- _Document extract_
◇ ◇ ◇ ◇ ◇
1. Field of the Invention
This invention relates to advanced military grade communications jamming systems and, more specifically, to a Method, System and Apparatus for Maximizing a Jammer's Time on Target. This unique state-of-the-art invention will have use in any modern military organization that wants to achieve communications dominance and information superiority over any battlefield. The invention will add an essential, and much needed, communications and electronic warfare capability to any respective governments' national defense program.
◇ ◇ ◇ ◇ ◇
Collected data entry set:
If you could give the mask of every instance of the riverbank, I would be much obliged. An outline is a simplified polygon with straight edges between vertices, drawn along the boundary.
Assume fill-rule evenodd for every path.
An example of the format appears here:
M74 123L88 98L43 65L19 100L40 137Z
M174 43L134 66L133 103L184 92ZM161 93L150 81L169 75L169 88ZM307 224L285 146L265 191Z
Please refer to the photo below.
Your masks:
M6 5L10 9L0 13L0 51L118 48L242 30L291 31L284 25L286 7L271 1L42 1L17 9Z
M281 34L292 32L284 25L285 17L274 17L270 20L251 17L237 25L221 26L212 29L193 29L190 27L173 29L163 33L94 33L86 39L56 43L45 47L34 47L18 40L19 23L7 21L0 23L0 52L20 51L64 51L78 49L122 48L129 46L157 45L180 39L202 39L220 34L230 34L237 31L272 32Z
◇ ◇ ◇ ◇ ◇
- _Task set_
(a) According to the patent excerpt on communications jamming, what does the invention relate to more specifically?
(b) In the patent excerpt on communications jamming, translate the sentence "The invention will add an essential, and much needed, communications and electronic warfare capability to any respective governments' national defense program." into Spanish.
(c) Continue the patent excerpt on communications jamming, picking up after its final sentence.

- _Responses by item number_
(a) A Method, System and Apparatus for Maximizing a Jammer's Time on Target.

(b) La invención añadirá una capacidad esencial, y muy necesaria, de comunicaciones y de guerra electrónica al programa de defensa nacional de los respectivos gobiernos.

(c)
2. Description of Related Art
Modern military grade communication systems today employ short, burst type transmissions that constantly cycle through a secret sequence of frequencies in order to prevent detection and jamming. Such systems are commonly known as frequency hoppers. Typically, these systems (both foreign and domestic) only transmit on a particular frequency for no more than a few milliseconds at the most. This creates a problem for those who want to detect and jam such transmissions as they happen so quickly. Practically, it is not feasible to simply “splash” the radio frequency spectrum with random noise in order to jam such transmissions. The reasons are that it requires an unpractical amount of power to apply sufficient RF energy to wash out all transmissions. In addition, there may be friendly transmissions that should not be jammed. Also, since the duration of the target transmissions is so short, it is not practical to have (for instance) a CPU that is programmed to evaluate signals, make a determination, and then command transmitters to jam. There is simply not enough time to engage the frequency hopping signals before they have moved on to a new frequency.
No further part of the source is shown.